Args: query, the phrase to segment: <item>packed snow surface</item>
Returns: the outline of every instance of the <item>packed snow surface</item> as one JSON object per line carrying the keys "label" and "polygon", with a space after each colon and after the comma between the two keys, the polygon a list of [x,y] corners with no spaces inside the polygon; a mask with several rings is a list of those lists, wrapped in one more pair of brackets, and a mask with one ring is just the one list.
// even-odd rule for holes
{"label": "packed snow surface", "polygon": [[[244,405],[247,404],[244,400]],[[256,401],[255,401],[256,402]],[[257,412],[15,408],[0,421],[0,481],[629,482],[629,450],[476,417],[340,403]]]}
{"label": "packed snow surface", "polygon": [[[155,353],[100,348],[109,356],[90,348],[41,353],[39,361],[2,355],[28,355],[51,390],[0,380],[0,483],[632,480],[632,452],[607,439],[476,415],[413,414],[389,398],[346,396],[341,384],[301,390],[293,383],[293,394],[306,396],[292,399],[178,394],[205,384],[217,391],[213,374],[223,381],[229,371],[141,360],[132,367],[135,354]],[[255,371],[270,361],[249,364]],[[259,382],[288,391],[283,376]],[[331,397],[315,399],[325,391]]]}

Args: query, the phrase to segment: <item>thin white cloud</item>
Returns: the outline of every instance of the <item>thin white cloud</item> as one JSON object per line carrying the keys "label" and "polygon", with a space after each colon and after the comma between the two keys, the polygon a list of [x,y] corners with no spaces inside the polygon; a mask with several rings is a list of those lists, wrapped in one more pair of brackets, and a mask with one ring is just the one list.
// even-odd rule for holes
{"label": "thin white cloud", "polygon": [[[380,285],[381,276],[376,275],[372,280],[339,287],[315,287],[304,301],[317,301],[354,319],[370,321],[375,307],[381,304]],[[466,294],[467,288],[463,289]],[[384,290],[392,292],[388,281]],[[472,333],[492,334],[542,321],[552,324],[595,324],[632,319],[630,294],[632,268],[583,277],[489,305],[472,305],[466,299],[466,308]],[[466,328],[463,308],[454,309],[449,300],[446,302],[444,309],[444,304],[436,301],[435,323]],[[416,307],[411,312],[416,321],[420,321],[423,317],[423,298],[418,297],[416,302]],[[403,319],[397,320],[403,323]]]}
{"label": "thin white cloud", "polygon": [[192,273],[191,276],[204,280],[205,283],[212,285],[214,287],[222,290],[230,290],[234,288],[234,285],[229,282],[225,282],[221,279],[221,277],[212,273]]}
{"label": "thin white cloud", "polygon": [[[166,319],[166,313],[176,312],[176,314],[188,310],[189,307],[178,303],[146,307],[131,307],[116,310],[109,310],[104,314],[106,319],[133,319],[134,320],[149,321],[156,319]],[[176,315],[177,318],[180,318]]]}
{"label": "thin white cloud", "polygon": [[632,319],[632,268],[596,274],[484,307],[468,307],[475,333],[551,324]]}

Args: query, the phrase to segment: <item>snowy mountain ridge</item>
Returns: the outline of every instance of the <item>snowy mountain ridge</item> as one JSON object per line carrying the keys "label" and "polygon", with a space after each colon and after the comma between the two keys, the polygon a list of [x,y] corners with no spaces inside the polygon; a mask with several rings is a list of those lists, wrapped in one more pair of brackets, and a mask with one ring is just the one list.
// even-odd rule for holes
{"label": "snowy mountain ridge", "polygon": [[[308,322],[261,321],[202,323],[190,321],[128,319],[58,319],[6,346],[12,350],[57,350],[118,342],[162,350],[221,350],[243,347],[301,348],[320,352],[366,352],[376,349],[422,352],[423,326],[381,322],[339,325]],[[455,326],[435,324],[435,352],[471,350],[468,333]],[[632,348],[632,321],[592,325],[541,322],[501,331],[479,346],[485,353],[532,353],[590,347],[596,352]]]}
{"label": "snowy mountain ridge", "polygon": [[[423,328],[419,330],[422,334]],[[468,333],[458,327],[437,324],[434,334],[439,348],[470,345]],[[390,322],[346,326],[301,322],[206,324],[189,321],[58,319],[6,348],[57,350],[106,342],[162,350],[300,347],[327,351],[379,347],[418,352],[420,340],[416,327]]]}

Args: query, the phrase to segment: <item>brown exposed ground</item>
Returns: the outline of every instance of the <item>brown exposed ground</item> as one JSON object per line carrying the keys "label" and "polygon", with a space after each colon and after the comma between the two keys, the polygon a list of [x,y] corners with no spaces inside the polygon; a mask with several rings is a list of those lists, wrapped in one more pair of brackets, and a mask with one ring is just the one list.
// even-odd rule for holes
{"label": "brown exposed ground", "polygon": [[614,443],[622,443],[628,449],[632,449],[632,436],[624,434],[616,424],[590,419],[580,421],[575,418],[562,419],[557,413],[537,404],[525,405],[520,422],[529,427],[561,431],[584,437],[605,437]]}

:::::

What needs to be done:
Edit the records above so that "phrase to segment" becomes "phrase to outline" wherever it occurs. Leave every other character unchanged.

Exercise response:
Args: query, the phrase to outline: <item>packed snow surface</item>
Returns: the outline of every instance of the <item>packed snow surface</item> as one JSON object per line carrying the keys "label" and "polygon", with a space after each colon and after the comma between the two keys, the polygon a list of [x,y] corners with no spaces inside the polygon; a mask with several rings is a list of those lists, wrapped in one more pair of brackets, and a mask with one ring is just the one list.
// even-odd rule for holes
{"label": "packed snow surface", "polygon": [[[244,405],[247,404],[244,400]],[[256,401],[255,401],[256,402]],[[257,412],[15,408],[0,421],[0,481],[629,482],[629,450],[476,417],[340,403]]]}
{"label": "packed snow surface", "polygon": [[[155,353],[100,348],[109,356],[90,348],[41,353],[39,361],[2,355],[28,355],[51,390],[0,380],[0,483],[632,480],[632,452],[607,439],[476,415],[413,414],[389,398],[346,396],[341,384],[301,390],[293,383],[293,394],[306,396],[292,399],[178,394],[205,384],[217,391],[213,374],[223,381],[229,371],[141,360],[132,367],[135,354]],[[255,371],[270,361],[249,364]],[[259,382],[288,391],[283,376]],[[331,397],[315,399],[325,391]]]}

Args: query, the phrase to outline: <item>thin white cloud</item>
Returns: the outline of every instance of the <item>thin white cloud</item> as one JSON object per line carrying the keys "label" and "polygon", with a space after each colon and after the comma between the two keys, the polygon a list of [x,y] corners with no spaces inside the polygon; a mask with several rings is a list of those lists, wrapped in one more pair of brackets, and a mask with one ring is just the one list.
// even-odd rule for holes
{"label": "thin white cloud", "polygon": [[[380,285],[381,276],[376,275],[372,280],[339,287],[315,287],[304,301],[317,301],[354,319],[370,321],[375,307],[381,304]],[[466,294],[467,288],[463,289]],[[384,290],[392,292],[388,281]],[[472,333],[492,334],[542,321],[552,324],[595,324],[632,319],[630,294],[632,268],[583,277],[489,305],[472,305],[466,299],[466,308]],[[466,328],[463,308],[454,309],[449,300],[446,302],[444,309],[444,304],[436,301],[435,323]],[[416,307],[411,312],[416,321],[420,321],[423,317],[423,298],[418,297],[416,302]],[[403,319],[397,320],[403,323]]]}
{"label": "thin white cloud", "polygon": [[192,273],[191,276],[204,280],[205,283],[212,285],[214,287],[222,290],[230,290],[234,288],[234,285],[229,282],[225,282],[221,279],[221,277],[212,273]]}
{"label": "thin white cloud", "polygon": [[[166,319],[166,313],[176,312],[176,314],[188,310],[189,307],[178,303],[146,307],[131,307],[116,310],[109,310],[104,314],[106,319],[133,319],[134,320],[149,321],[156,319]],[[176,315],[177,318],[180,318]]]}
{"label": "thin white cloud", "polygon": [[632,319],[632,268],[596,274],[484,307],[468,307],[475,333],[551,324]]}

Args: query, the phrase to outline: <item>snowy mountain ridge</item>
Returns: the outline of every instance of the <item>snowy mountain ridge</item> as one JSON object per line carrying the keys "label" and "polygon", with a space after each colon and after the comma between the two keys, the polygon a list of [x,y] corners with no spaces inside the polygon; a mask with several rings is a list of those lists, wrapped in one more pair of brackets, and a mask with one ring is just the one list.
// even-odd rule for holes
{"label": "snowy mountain ridge", "polygon": [[[308,322],[261,321],[202,323],[190,321],[128,319],[58,319],[6,346],[12,350],[57,350],[118,342],[162,350],[221,350],[243,347],[301,348],[320,352],[366,352],[376,349],[422,352],[423,326],[381,322],[339,325]],[[455,326],[435,324],[435,352],[471,350],[468,333]],[[632,348],[632,321],[592,325],[541,322],[501,331],[479,346],[485,353],[532,353],[590,347],[596,352]]]}
{"label": "snowy mountain ridge", "polygon": [[[423,328],[419,330],[422,334]],[[468,333],[458,327],[437,324],[434,334],[439,348],[470,345]],[[390,322],[346,326],[301,322],[206,324],[189,321],[58,319],[6,348],[57,350],[106,342],[162,350],[300,347],[327,351],[379,347],[418,352],[420,340],[416,327]]]}

Args: query, the phrase to outline: <item>brown exposed ground</item>
Returns: the outline of every instance of the <item>brown exposed ground</item> as one JSON object per line carrying the keys "label" and "polygon", with a space after each colon and after the comma between the two keys, the polygon a list of [x,y] corners with no spaces inside the polygon; a mask with several rings is a list of those lists, wrapped in one more pair of brackets, and a mask with one ring is just the one list.
// even-odd rule for holes
{"label": "brown exposed ground", "polygon": [[614,443],[622,443],[628,449],[632,449],[632,436],[624,434],[616,424],[590,419],[580,421],[575,418],[562,419],[557,413],[537,404],[525,405],[520,422],[529,427],[561,431],[584,437],[605,437]]}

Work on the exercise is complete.